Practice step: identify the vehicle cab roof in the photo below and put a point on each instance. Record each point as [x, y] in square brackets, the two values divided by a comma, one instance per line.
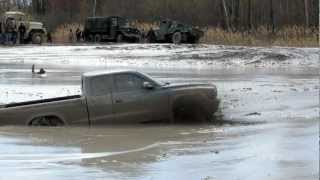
[106, 72]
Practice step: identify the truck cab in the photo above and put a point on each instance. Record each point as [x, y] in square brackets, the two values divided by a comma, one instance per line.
[113, 28]
[35, 31]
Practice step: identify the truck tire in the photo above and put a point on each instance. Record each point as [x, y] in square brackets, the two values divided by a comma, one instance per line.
[176, 38]
[97, 38]
[37, 38]
[119, 38]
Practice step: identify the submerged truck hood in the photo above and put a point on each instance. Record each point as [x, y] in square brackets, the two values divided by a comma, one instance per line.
[189, 85]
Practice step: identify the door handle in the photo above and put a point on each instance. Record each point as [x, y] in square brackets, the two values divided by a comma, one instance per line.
[118, 101]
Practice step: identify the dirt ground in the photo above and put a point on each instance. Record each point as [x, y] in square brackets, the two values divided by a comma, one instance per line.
[269, 127]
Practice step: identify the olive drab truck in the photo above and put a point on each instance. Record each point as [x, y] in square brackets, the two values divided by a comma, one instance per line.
[110, 29]
[35, 31]
[170, 31]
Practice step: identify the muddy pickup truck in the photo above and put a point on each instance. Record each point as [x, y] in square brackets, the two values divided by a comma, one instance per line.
[117, 97]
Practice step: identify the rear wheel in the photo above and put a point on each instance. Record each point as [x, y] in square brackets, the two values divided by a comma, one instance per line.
[46, 121]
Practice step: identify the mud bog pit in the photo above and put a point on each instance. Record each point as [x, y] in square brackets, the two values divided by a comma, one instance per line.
[270, 97]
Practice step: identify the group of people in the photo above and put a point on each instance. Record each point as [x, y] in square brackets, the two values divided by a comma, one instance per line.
[10, 34]
[78, 36]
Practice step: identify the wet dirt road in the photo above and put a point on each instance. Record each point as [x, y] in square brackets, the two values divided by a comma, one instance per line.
[271, 96]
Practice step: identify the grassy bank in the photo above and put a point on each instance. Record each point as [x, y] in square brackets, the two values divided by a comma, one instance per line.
[287, 36]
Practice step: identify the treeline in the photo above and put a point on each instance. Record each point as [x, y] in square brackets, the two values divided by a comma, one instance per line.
[234, 15]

- - - -

Direction — Quote the records above in full, dropping each picture.

The result —
Practice step: identify the vehicle cab roof in the photo below and put a point on each instance. Record each point as [x, y] in square brackets, the two values divided by a comma, one instance per line.
[106, 72]
Practice step: identify the truck cab in the photo above and put a point on each instance. Record each point as [x, y] in square brackets, the two values divided by a comma, one instance per line.
[113, 28]
[35, 31]
Practice step: identify the truck tire in the photo above and put a point on each instance. Record each point as [x, y] in square brackets, the two values divided by a comma, one instance per line.
[176, 38]
[97, 38]
[37, 38]
[119, 38]
Practice step: identify the submerged truck hood in the photo above and put a point on each instance. Record each point as [x, y] in square brackets, the two values divided by a comma, one instance per line.
[189, 85]
Practice step: identify the door handle in the photo above and put a point on each instance. Record each point as [x, y] in square brackets, the two values divided by a comma, one instance per line.
[118, 101]
Practice step: identify the dirt ground in the photo above and put a point on each instance. Record each point as [x, y] in square brackets, the two values divided by a comma, one instance per line.
[269, 127]
Practice step: identify the olive drab truck in the photo above and put a point on each instance. Record each point as [x, y] in square brackets, the two values divided by a comma, one instance per line.
[110, 29]
[35, 31]
[170, 31]
Practice step: identify the muddy pickup truck in the photo above and put a point on each instance. Record each point as [x, y] in square brackets, the two values divided by a comma, one instance per line.
[117, 97]
Practice step: identify the rear wheel in the photo above and put a point on each instance. Record each point as [x, y] in square brackets, the two values divided by a comma, one instance per line.
[46, 121]
Practice step: identify the mud bog pit in the photo above and put a point on each instance. Record each point as [x, y] in square brackets, the two values divided by a comma, one instance per line.
[270, 97]
Practice step: identify the group of people in the photo above and put a point on each instance. Record each point as [x, y] in square brackets, the two values divided by a comma, one instance per line.
[10, 34]
[78, 36]
Practice step: identify the wet dirt road in the photo above and put a point on each instance. Record each point as [x, y] in square brackets, the two values divided by a comma, one instance per line.
[271, 96]
Practice step: identify the grassy bank in the photo above and put a point on each instance. Record each point as [x, y] in square brackets, the two values divided by a comma, one instance per line.
[287, 36]
Practice step: identify the treeline in the photo above and put a point on each instance. Record each point as [x, y] in square brackets, the two values divided by a comma, one instance per line.
[234, 15]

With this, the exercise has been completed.